EXERCISE PROMPT —
Reproduce every line of the data below without any changes.

Records —
— Begin —

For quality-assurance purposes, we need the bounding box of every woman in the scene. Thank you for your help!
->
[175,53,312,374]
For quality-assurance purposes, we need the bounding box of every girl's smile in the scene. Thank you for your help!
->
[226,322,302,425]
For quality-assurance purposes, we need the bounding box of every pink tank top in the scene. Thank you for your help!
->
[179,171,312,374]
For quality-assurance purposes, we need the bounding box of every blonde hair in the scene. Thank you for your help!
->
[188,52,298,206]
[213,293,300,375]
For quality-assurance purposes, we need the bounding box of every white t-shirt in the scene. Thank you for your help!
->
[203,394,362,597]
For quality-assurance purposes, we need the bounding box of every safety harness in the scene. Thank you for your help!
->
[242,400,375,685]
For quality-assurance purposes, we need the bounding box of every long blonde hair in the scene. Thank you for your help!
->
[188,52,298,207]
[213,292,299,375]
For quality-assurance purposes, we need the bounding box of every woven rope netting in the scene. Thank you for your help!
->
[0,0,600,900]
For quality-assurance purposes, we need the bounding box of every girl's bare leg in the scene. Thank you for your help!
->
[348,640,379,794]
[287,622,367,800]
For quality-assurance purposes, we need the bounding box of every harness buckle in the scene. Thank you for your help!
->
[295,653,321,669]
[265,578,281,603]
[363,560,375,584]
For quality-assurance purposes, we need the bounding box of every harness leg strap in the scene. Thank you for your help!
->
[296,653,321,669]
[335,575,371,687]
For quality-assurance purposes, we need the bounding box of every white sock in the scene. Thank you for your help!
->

— End —

THE ANSWER —
For quality-assurance purposes, we need the bounding box of every woman in the scene. Thank you for your help!
->
[175,53,312,374]
For quality-assurance purposes, we need the bounding box of every girl's smile in the scene. Thank you for your help!
->
[226,322,302,425]
For quality-assurance purposes, we need the bounding box of every pink tank top in the scene. Thank you for your help!
->
[179,171,312,374]
For quality-assurance purposes, we need the bounding box of every blonde hair in the scene. Thank you for your help!
->
[188,52,298,206]
[213,293,300,375]
For quality-assurance purposes, we need the bounding box of every white t-shirt in the scene. Thank you for your help!
->
[203,394,362,597]
For quality-assurance purposes, we need the bounding box of every safety harness in the scene. Thank you for your help!
->
[242,400,375,685]
For quality-assurance purposes, we need the bounding box of every long blonde hair in the scene. Thank you for your help!
->
[188,52,298,207]
[213,292,299,375]
For quality-assurance purposes, we need the bounding box of every woven rope netting in the scene. Thank you for your help!
->
[0,0,600,900]
For quality-assurance purposes, we need the bounding box of every girl's bare leg in the scene. Thank you for your help!
->
[348,640,379,794]
[287,622,367,800]
For quality-assurance purposes, we need the bounding box of every harness buckle in the scene. Thank you for your help!
->
[295,653,321,669]
[265,578,281,603]
[363,560,375,584]
For quality-assurance purposes, we need the bounding box of every harness leg strap in the scene. Thank you for your help!
->
[296,653,321,669]
[335,575,371,687]
For quality-assurance purposes, we need the bounding box of every white sock in the scene. Thank you for your help!
->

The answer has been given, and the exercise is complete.